### Prompt 1
In the passage on Stan Engdahl's racing career, what place did he finish in the 1963 Daytona Beach road race?
### Prompt 2
Pick up the passage on Stan Engdahl's racing career and museum work where it stops, and continue it.

### Passage
....
Engdahl's racing reputation as one of the most passionate and toughest dirt track racers in the United States was never more apparent than when he won the Kansas Scrambles Championship in 1962. He won this Championship with two broken bones in his right leg following a racing accident a few weeks earlier. "The race officials weren't going to let me race in Wichita that weekend because I couldn't get protective gear on over my cast", Engdahl said. "I finally convinced the officials to let me race, but I had to sign a special waiver before they'd allow me on the track." He taped a piece of wood to his leg to reinforce the cast and then tied his leg to the frame of his motorcycle prior to the race. "The officials thought I was nuts…they might have been right….but I won my third state championship that day," stated Engdahl proudly. "The race was a fundraiser for the Kansas Institute of Logopedics in Wichita…I was determined to win that race for all the crippled children who were in the stands that day."

Engdahl fulfilled one his racing dreams when he and his wife traveled to the Daytona Beach, Florida for the 200 mile National Championship Road Race in 1963. He finished 35th out of 97 entries, even though he had to push his motorcycle approximately ¾ of a mile when a chain broke near the end of the race.

Engdahl retired from racing in 1993 at the age of 64 due to physical complications with his hips. He had replacement surgery on his left hip a few years later. However, motorcycles still continued to be a very big part of Engdahl's life, even after his retirement from motorcycle racing.

Stan and LaVona Engdahl were instrumental in opening the Kansas Motorcycle Museum in the spring of 2003. They have actively promoted the motorcycle industry each and every day, seven days a week, through their volunteer work at the Kansas Motorcycle Museum in Marquette, KS. They generously donated over 1,400 hours a year as the Museum curators and tour guides. Engdahl's great storytelling ability, motorcycle knowledge, and his passion for racing have been shared and enjoyed by over 21,000 visitors to Marquette over the past three years. Tourists and motorcycle enthusiasts alike have come from every state in the nation as well as many foreign countries, including the Netherlands, Germany, Iraq, Canada, Great Britain, Russia, Australia, and Sweden to visit this unique museum in the heart of Kansas.
....
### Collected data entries
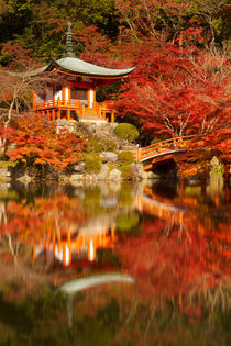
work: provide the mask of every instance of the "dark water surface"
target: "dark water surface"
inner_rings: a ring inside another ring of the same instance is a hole
[[[0,187],[0,345],[231,345],[231,198]]]

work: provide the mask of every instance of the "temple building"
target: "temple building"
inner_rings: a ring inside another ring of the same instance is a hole
[[[33,110],[50,120],[87,120],[114,122],[113,103],[97,102],[96,89],[122,80],[133,68],[111,69],[86,63],[75,57],[68,23],[66,54],[58,60],[34,70],[36,76],[45,72],[61,75],[61,82],[47,83],[44,92],[33,92]]]

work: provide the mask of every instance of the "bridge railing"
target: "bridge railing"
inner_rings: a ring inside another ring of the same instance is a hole
[[[138,148],[136,158],[138,160],[142,161],[158,154],[184,149],[188,146],[194,137],[195,135],[175,137],[148,145],[144,148]]]

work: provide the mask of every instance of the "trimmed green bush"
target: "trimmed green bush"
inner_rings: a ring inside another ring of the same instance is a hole
[[[101,159],[96,155],[85,155],[85,169],[89,174],[99,174],[101,169]]]
[[[102,153],[102,152],[114,152],[117,144],[108,139],[99,139],[98,137],[92,137],[90,141],[90,146],[88,152],[91,153]]]
[[[140,135],[138,129],[129,123],[121,123],[117,125],[117,127],[114,129],[114,133],[118,137],[127,139],[130,143],[134,143]]]
[[[130,165],[125,165],[119,168],[121,171],[121,177],[123,179],[132,179],[133,178],[133,169]]]

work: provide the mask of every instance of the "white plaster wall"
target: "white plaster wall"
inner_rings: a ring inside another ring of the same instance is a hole
[[[55,92],[55,100],[62,100],[62,89]]]
[[[53,87],[47,87],[46,88],[46,101],[52,101],[53,100]]]
[[[68,101],[68,88],[65,88],[65,101]]]
[[[94,90],[90,89],[90,104],[89,104],[90,108],[94,107]]]

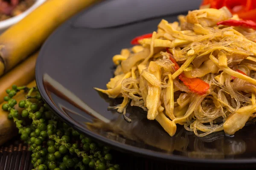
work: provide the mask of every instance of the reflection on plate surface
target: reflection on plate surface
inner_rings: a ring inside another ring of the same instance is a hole
[[[42,96],[63,120],[123,151],[176,161],[256,163],[254,125],[247,126],[233,137],[220,132],[201,138],[180,126],[172,137],[156,122],[148,120],[139,108],[128,108],[131,123],[122,114],[108,110],[108,106],[121,101],[109,99],[93,87],[105,88],[113,76],[112,57],[130,46],[132,37],[156,30],[161,17],[92,29],[72,26],[79,17],[66,22],[48,39],[36,68]],[[171,22],[177,16],[164,18]]]

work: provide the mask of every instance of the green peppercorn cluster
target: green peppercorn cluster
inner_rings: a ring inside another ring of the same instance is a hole
[[[8,95],[4,99],[7,102],[2,109],[9,112],[8,117],[15,123],[21,139],[29,145],[34,170],[119,169],[119,165],[111,163],[108,147],[96,143],[60,121],[44,102],[36,87],[14,85],[12,88],[6,90]],[[15,108],[17,101],[12,97],[21,90],[27,95],[26,100],[18,103],[23,109],[20,114]]]

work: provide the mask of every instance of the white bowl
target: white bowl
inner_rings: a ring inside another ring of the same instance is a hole
[[[22,20],[23,18],[27,16],[32,11],[46,0],[36,0],[35,3],[30,8],[27,9],[22,13],[12,17],[7,20],[0,21],[0,32],[3,32],[11,26]]]

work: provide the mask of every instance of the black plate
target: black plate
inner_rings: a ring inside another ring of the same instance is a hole
[[[73,17],[50,36],[40,53],[36,80],[43,98],[64,121],[117,149],[187,162],[256,163],[254,126],[232,137],[220,132],[203,138],[178,127],[171,137],[140,108],[128,108],[131,124],[108,111],[108,106],[120,101],[93,88],[105,88],[113,76],[112,57],[131,47],[133,37],[156,30],[162,18],[176,20],[200,1],[108,0]]]

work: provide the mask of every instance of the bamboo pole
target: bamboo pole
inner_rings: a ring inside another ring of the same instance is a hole
[[[0,76],[38,48],[64,21],[99,1],[49,0],[7,29],[0,35]]]
[[[35,81],[34,80],[28,85],[27,86],[31,88],[36,85]],[[19,101],[26,99],[26,93],[21,91],[18,92],[13,98],[16,99],[17,102],[19,102]],[[0,105],[0,145],[17,135],[18,132],[13,121],[8,119],[8,113],[2,109],[2,106],[4,103],[5,102]],[[16,109],[17,109],[17,106],[15,106]],[[19,113],[21,113],[21,110],[18,109],[18,110]]]
[[[0,78],[0,103],[3,102],[3,97],[6,96],[6,90],[11,88],[13,85],[17,86],[27,85],[35,79],[38,54],[38,53],[35,54]]]

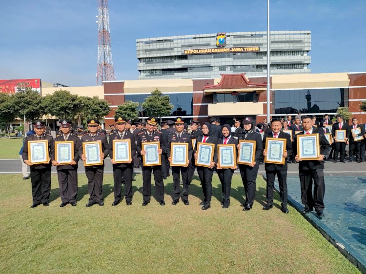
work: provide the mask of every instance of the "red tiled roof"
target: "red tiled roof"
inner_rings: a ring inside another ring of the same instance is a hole
[[[245,78],[245,73],[241,74],[221,74],[221,80],[217,85],[207,85],[204,90],[235,89],[264,88],[267,83],[251,83]]]

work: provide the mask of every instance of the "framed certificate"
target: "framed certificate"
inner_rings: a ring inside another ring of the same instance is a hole
[[[186,166],[188,165],[188,143],[171,143],[171,166]]]
[[[31,164],[48,164],[48,141],[47,140],[28,141],[28,160]]]
[[[249,140],[239,140],[239,151],[238,163],[250,165],[255,159],[256,141]]]
[[[291,139],[291,141],[292,141],[292,140],[293,139],[292,138],[292,130],[284,130],[284,132],[285,133],[287,133],[290,135],[290,138]]]
[[[60,165],[71,164],[74,159],[74,141],[55,142],[55,160]]]
[[[82,154],[86,157],[84,162],[85,166],[102,165],[103,160],[101,159],[102,154],[102,142],[84,142],[82,143]]]
[[[297,135],[298,157],[302,160],[317,160],[320,155],[319,135]]]
[[[192,147],[194,149],[194,148],[196,147],[196,141],[197,140],[197,139],[191,139],[191,141],[192,141]]]
[[[144,166],[158,166],[162,164],[162,157],[158,153],[160,149],[160,142],[147,142],[141,144],[142,150],[146,154],[142,156]]]
[[[351,129],[351,131],[352,132],[352,134],[360,134],[361,133],[361,129],[360,129],[359,127],[356,128],[354,129]],[[353,137],[352,136],[352,137]],[[355,141],[359,141],[360,140],[363,140],[364,139],[364,137],[361,135],[361,136],[356,136],[356,137],[353,137],[353,139]]]
[[[131,159],[131,139],[115,139],[113,142],[113,160],[118,163],[127,163]]]
[[[325,139],[329,142],[329,143],[332,144],[333,142],[333,138],[332,138],[332,135],[330,133],[325,133],[324,136]]]
[[[280,165],[285,164],[284,153],[286,150],[286,139],[282,138],[266,138],[265,151],[267,156],[264,162]]]
[[[236,167],[236,148],[234,144],[218,145],[217,165],[222,168]]]
[[[335,137],[336,142],[343,142],[344,143],[346,142],[346,130],[336,129]]]
[[[213,161],[215,145],[209,143],[197,143],[197,153],[198,158],[196,159],[196,165],[208,167]]]

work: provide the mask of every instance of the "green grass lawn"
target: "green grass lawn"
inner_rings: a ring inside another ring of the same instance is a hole
[[[19,159],[23,137],[0,138],[0,159]]]
[[[224,210],[214,176],[211,208],[205,211],[198,205],[203,196],[197,179],[190,186],[190,205],[171,204],[170,176],[164,181],[166,205],[152,197],[142,207],[142,176],[136,178],[132,205],[123,200],[111,206],[113,177],[106,175],[105,206],[86,208],[86,179],[80,174],[77,206],[60,208],[53,175],[50,206],[31,209],[30,180],[0,175],[0,273],[359,273],[294,208],[282,213],[277,194],[274,208],[262,210],[265,183],[260,176],[248,212],[240,206],[244,187],[238,176]]]

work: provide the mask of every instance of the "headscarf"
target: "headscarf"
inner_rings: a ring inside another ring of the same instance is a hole
[[[207,134],[203,134],[203,136],[209,136],[210,135],[211,135],[211,124],[208,122],[205,122],[203,123],[203,125],[206,125],[207,128],[208,129],[208,133],[207,133]],[[203,126],[203,125],[202,125]]]
[[[231,135],[231,127],[230,127],[230,125],[228,124],[225,124],[223,126],[223,127],[221,129],[222,131],[223,130],[223,128],[224,127],[226,128],[227,129],[227,130],[229,131],[229,135],[227,136],[227,137],[225,137],[224,136],[224,137],[225,137],[225,138],[228,138],[229,137],[230,137],[230,136]]]

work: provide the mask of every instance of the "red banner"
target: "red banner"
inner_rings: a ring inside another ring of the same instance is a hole
[[[0,80],[0,93],[16,93],[20,90],[31,88],[41,93],[41,79]]]

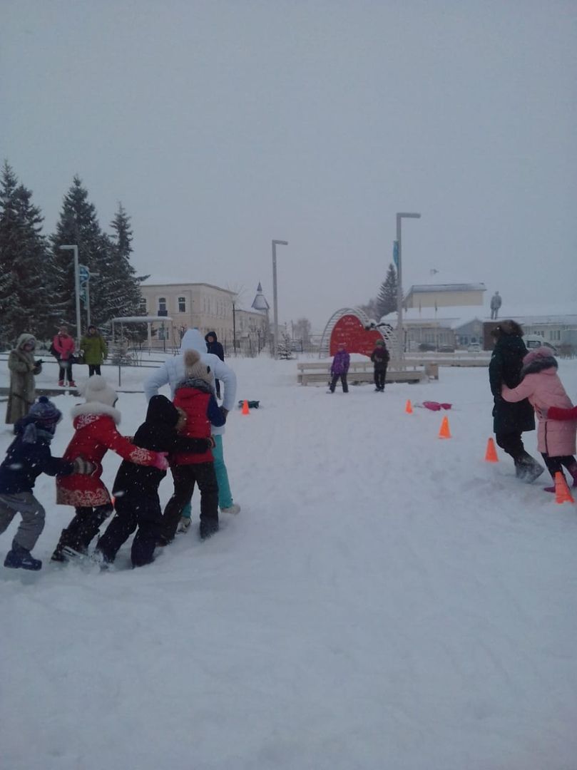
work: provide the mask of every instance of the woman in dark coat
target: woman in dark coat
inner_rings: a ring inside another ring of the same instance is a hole
[[[224,348],[218,341],[216,332],[209,332],[204,338],[206,343],[206,353],[213,353],[218,356],[221,361],[224,360]],[[215,379],[214,390],[216,393],[216,398],[220,398],[220,380]]]
[[[384,340],[377,340],[374,350],[371,353],[371,360],[374,364],[374,390],[383,393],[389,363],[389,352]]]
[[[525,398],[508,403],[501,395],[503,385],[515,388],[522,380],[521,370],[527,348],[522,340],[523,330],[515,321],[503,321],[491,333],[495,338],[489,363],[489,383],[493,394],[493,431],[497,444],[515,463],[517,477],[530,483],[545,468],[525,451],[521,434],[535,430],[533,407]]]

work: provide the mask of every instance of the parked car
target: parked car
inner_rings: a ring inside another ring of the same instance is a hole
[[[549,347],[553,353],[557,353],[557,348],[550,342],[547,342],[538,334],[525,334],[523,342],[528,350],[534,350],[535,347]]]

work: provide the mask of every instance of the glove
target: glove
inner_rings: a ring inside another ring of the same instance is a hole
[[[96,469],[96,466],[94,463],[89,462],[88,460],[85,460],[84,457],[76,457],[74,460],[74,472],[75,474],[80,474],[82,476],[89,476],[93,474]]]
[[[156,452],[156,454],[153,467],[158,468],[159,470],[167,470],[169,468],[168,460],[166,460],[168,452]]]

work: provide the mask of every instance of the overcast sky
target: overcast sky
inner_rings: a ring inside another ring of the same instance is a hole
....
### Answer space 1
35th out of 97 entries

### Answer space 2
The Kansas Motorcycle Museum Board of Directors strongly credit the Museum's popularity and continued growth to Stan and LaVona Engdahl. Since the Museum's opening in 2003, over 22,000 visitors have stepped through the Museum's doors. A new addition is now being built which will house a motorcycle shop, public restrooms, and another exhibit room.

Stan was also dedicated to his community of Marquette, KS. He served on the City Council for three years and remained actively involved with the Marquette Chamber of Commerce. He was proud to be a volunteer fire fighter and was the Marquette Fire Chief for over 30 years.

On Monday, November 12, 2007 Stan Engdahl collapsed after supervising a small house fire in Marquette. He passed away from a massive heart attack at the Lindsborg (KS) Community Hospital that afternoon. However, his legendary motorcycle racing career and his passion for the fire fighting will continue on through the memorabilia at the Kansas Motorcycle Museum. He will be greatly missed by many friends and the motorcycle racing world.

LaVona Engdahl continued her dedication to the Kansas Motorcycle Museum, even after Stan's death. She faithfully opened the Museum to the public seven days a week - 8 hours a day until her death. Sadly LaVona passed away on January 1, 2014. The Kansas Motorcycle Museum Board of Directors are dedicated to preserving Stan's memory and the history of motorcycles for many future generations to come.

The Kansas Motorcycle Museum is a 501(c) 3 non-profit corporation.